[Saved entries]
Content starts

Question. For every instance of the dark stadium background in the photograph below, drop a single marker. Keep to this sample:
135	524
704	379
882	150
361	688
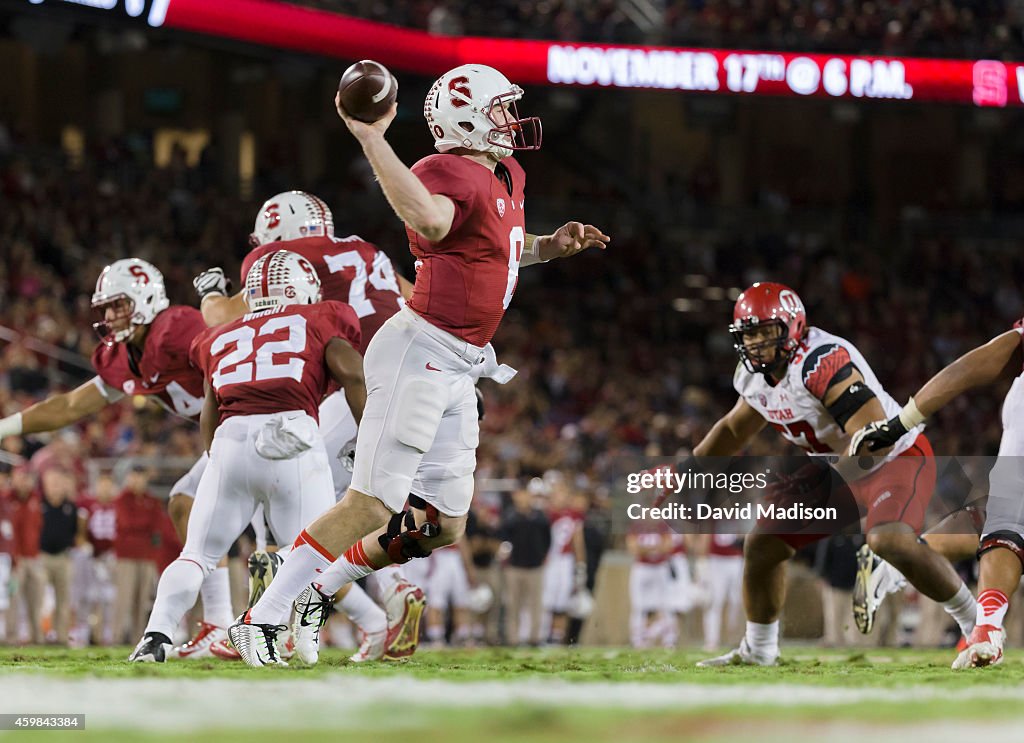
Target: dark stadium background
897	222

Content ends

> **Problem requirements**
Copy the records exactly, minus any pictures.

> **Result below**
Question. For every instance of the dark stadium background in the photograph below, drop a single marker. Keep to this sample:
135	524
704	379
882	150
361	688
Target: dark stadium background
897	222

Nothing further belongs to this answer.